■ **Input records**
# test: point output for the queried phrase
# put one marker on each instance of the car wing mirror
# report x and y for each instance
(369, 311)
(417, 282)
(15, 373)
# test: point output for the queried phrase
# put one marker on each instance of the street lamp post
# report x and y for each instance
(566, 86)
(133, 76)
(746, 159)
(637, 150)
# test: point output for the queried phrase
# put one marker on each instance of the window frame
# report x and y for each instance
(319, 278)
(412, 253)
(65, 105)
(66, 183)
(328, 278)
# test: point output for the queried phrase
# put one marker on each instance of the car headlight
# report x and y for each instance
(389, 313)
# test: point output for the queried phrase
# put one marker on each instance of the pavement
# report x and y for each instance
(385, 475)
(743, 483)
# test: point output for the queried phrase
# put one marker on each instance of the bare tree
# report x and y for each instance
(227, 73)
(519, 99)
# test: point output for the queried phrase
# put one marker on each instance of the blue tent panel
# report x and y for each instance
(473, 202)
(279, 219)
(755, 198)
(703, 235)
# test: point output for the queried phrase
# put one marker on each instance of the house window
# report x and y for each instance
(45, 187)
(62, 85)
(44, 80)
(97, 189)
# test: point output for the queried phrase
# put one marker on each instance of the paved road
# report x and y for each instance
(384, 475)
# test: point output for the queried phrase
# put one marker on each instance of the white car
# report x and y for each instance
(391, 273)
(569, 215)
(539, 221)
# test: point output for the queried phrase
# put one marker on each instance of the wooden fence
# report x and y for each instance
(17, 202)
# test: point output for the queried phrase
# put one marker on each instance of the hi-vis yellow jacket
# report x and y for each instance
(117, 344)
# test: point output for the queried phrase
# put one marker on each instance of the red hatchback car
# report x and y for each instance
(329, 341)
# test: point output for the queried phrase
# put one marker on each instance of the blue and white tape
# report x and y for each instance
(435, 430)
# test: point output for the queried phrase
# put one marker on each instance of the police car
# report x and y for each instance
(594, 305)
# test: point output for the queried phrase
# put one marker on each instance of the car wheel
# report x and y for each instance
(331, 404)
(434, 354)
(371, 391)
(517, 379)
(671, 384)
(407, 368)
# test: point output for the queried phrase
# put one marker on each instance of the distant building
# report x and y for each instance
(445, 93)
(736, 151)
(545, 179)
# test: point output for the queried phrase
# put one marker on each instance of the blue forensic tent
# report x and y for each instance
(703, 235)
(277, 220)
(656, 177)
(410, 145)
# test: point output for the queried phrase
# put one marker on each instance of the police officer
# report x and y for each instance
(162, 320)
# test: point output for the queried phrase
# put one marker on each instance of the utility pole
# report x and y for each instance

■ **Short problem**
Take the entries above and copy them out exactly.

■ **Expected output**
# test: point output for the queried phrase
# put one marker on each instance of the car wing mirror
# report x and y for each instance
(369, 311)
(417, 282)
(15, 373)
# test: point output for the queried phrase
# put one marker on each instance of the street lamp post
# report x and y for each instance
(566, 86)
(133, 76)
(746, 159)
(637, 150)
# test: point output for the queried phrase
# put one marker on each instance of the window frame
# report x and y for each instance
(319, 278)
(412, 253)
(65, 105)
(66, 183)
(328, 278)
# test: point output for the queried phrase
# put one marker on each instance of the car headlight
# report x and y for each instance
(389, 313)
# test: point output for the queried phrase
# put one marker on each instance of the pavement
# report x and y for each instance
(385, 475)
(743, 483)
# test: point output for the queried phrase
# put one marker on each instance of the bare tree
# report x and y for each instance
(227, 73)
(519, 99)
# test: point output for the queried phrase
# put one marker on each instance of the blue tent panel
# report x and y for each instance
(473, 202)
(279, 219)
(755, 198)
(703, 235)
# test: point output for the queried phrase
# put one marker on each instance of the house window
# report x and y for each instance
(45, 187)
(62, 85)
(44, 80)
(97, 189)
# test: point output for the queried phrase
# put one marker on each instance of the paved road
# report x and y for each instance
(384, 475)
# test: point output for the queried phrase
# put one marker on each instance of the white car
# report x and y for each instance
(391, 273)
(569, 215)
(539, 221)
# test: point output for the queried phrase
# put one marker on each instance of the wooden fence
# report x and y for each instance
(17, 202)
# test: point output for the queried phrase
# put one marker on each instance of the hi-vis yellow jacket
# report x and y for each instance
(117, 344)
# test: point output for the queried phrase
# put one marker on each instance of the red hatchback car
# report x and y for each instance
(329, 341)
# test: point output for the queried phrase
# put one marker on each instance of the blue and white tape
# report x and y for each instance
(435, 430)
# test: point output for the queried phrase
# put one marker on each instance of the police car
# report x and y for each instance
(594, 305)
# test: point output for the queried phrase
# put one marker on each instance of the car wheel
# report x and y for each instance
(331, 404)
(434, 354)
(371, 391)
(517, 379)
(671, 384)
(407, 368)
# test: point output for the queried phrase
# put one marker on each instance of the distant building
# report x and y for each instance
(445, 93)
(736, 151)
(545, 179)
# test: point output for the queried phrase
# put one marker on each instance of the blue forensic tent
# report x and y for each instance
(703, 235)
(277, 220)
(656, 177)
(410, 145)
# test: point output for the queried phrase
# put one marker on each instance of the police officer
# report x and y for each instance
(162, 320)
# test: point output for the queried phrase
# put one marker on each instance of the utility pole
# report x and y for each instance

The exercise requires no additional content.